>>

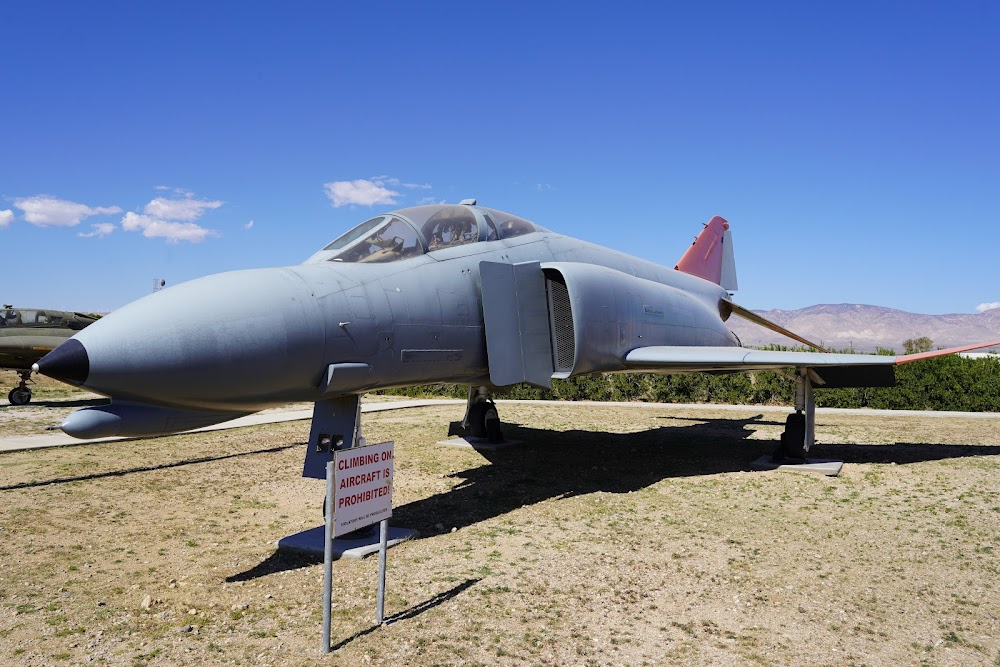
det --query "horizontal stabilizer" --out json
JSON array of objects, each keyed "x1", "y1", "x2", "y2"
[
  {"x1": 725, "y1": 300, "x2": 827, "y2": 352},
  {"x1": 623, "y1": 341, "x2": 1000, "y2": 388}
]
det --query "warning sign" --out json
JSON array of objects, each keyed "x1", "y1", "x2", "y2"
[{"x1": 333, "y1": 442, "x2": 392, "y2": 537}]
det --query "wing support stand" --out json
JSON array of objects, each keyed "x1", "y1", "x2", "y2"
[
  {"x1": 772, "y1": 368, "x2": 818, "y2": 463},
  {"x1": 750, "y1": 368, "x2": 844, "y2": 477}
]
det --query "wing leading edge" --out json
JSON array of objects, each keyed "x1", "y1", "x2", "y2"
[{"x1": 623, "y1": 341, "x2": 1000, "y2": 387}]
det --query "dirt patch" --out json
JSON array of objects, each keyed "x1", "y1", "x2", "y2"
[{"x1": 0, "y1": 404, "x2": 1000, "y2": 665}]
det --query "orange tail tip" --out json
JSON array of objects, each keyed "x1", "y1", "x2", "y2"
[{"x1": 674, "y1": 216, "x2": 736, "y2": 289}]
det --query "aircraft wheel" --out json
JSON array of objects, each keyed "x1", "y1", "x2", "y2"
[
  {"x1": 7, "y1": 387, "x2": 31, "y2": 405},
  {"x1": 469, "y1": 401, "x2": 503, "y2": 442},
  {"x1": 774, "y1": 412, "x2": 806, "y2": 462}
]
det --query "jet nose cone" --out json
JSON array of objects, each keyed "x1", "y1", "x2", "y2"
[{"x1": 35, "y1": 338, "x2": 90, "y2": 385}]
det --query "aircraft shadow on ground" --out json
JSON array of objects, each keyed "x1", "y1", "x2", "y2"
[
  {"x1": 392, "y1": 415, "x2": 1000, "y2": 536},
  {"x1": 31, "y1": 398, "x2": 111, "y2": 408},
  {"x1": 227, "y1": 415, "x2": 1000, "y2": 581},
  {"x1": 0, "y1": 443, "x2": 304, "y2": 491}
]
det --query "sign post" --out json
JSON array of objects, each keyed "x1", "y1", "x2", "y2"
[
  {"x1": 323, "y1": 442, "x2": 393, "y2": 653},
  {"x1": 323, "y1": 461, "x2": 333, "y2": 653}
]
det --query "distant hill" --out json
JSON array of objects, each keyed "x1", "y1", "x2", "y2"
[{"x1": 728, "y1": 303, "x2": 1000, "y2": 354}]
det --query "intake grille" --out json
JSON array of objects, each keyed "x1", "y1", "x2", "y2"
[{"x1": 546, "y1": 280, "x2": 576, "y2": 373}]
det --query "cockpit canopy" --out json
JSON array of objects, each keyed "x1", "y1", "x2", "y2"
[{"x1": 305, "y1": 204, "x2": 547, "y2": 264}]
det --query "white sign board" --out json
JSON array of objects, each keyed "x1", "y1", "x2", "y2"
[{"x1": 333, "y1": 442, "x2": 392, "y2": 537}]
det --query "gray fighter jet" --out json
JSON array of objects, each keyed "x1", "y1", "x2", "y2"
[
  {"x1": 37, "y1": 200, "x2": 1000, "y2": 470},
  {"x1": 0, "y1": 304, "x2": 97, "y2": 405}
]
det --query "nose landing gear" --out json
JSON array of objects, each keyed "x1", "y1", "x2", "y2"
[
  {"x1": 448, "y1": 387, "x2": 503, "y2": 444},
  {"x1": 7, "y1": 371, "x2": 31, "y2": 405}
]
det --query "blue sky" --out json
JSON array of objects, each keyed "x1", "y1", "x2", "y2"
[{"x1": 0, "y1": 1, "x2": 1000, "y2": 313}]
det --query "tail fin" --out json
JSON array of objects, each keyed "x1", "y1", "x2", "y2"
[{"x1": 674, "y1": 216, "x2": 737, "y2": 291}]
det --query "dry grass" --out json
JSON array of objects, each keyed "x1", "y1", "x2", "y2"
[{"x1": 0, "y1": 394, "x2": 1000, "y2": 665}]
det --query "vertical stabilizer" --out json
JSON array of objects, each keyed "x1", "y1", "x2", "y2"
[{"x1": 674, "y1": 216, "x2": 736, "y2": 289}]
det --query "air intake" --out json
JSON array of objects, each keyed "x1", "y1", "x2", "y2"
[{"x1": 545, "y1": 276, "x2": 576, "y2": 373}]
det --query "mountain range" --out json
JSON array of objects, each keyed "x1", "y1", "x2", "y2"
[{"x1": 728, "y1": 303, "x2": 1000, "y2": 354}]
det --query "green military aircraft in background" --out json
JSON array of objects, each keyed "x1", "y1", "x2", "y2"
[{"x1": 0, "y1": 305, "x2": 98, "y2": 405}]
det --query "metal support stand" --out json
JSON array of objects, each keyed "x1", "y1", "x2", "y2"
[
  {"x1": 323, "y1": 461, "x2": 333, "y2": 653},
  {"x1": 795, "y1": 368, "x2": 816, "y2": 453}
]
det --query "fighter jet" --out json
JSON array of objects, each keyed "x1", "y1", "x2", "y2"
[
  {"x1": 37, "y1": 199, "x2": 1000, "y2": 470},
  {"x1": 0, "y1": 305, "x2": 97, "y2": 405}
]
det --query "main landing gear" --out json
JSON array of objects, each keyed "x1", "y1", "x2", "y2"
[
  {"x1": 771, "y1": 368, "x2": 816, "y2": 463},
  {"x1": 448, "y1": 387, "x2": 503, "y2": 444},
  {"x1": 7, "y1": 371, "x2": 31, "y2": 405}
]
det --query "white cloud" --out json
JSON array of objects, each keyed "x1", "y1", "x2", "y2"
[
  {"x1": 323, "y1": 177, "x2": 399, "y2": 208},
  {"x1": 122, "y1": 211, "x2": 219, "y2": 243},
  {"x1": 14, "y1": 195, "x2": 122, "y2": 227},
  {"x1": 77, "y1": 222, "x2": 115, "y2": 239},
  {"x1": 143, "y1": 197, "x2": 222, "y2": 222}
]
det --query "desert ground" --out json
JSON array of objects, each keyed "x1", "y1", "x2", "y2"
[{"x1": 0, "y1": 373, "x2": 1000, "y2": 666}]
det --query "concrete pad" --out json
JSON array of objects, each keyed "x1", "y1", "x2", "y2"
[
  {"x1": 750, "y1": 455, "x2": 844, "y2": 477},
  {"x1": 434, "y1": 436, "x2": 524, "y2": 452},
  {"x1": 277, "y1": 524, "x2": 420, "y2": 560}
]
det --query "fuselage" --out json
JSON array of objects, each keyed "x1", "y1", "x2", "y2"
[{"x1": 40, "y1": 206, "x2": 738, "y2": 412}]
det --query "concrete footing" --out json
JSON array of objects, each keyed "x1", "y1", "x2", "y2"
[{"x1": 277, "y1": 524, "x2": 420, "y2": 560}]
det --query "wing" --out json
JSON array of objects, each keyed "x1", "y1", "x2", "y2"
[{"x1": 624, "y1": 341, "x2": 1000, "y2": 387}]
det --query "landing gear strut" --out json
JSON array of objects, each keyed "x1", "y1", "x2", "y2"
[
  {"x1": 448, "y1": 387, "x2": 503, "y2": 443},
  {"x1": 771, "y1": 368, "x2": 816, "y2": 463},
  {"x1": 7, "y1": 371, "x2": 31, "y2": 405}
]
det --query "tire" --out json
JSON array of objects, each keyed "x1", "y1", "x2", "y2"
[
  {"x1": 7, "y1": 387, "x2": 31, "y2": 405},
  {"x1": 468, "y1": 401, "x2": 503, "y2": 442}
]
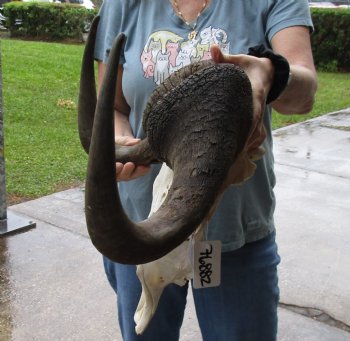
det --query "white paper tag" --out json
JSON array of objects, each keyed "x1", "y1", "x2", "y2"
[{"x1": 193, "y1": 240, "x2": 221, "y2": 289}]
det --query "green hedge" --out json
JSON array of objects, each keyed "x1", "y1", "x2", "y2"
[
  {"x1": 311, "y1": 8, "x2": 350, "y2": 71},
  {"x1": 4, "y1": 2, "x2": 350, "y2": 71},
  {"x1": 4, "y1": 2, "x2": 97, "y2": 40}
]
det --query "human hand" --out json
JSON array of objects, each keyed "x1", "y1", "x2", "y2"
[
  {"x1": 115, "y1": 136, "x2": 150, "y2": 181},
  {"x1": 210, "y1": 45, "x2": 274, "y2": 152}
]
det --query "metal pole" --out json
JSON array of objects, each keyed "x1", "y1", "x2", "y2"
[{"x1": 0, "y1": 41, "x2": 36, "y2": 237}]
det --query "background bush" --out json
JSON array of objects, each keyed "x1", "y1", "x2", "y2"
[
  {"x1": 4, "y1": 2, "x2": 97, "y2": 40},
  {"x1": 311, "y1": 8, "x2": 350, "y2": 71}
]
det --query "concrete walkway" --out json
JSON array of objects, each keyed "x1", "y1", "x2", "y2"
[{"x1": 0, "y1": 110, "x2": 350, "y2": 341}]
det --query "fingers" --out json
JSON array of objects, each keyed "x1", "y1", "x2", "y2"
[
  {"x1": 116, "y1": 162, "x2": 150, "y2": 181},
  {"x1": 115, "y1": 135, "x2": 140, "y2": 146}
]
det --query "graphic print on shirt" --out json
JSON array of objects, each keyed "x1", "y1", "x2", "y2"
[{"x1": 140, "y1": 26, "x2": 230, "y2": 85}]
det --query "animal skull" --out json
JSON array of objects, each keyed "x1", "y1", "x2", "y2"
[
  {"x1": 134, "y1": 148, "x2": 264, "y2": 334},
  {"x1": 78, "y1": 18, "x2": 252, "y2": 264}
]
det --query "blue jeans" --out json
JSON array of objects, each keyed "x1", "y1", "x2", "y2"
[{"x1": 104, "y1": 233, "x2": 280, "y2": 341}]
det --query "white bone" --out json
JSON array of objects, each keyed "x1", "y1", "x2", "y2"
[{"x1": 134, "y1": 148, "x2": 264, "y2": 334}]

<<

[TO BE DONE]: How many lines in the material above contain the string "support"? Reply with the number alone.

[THE OUTPUT]: 2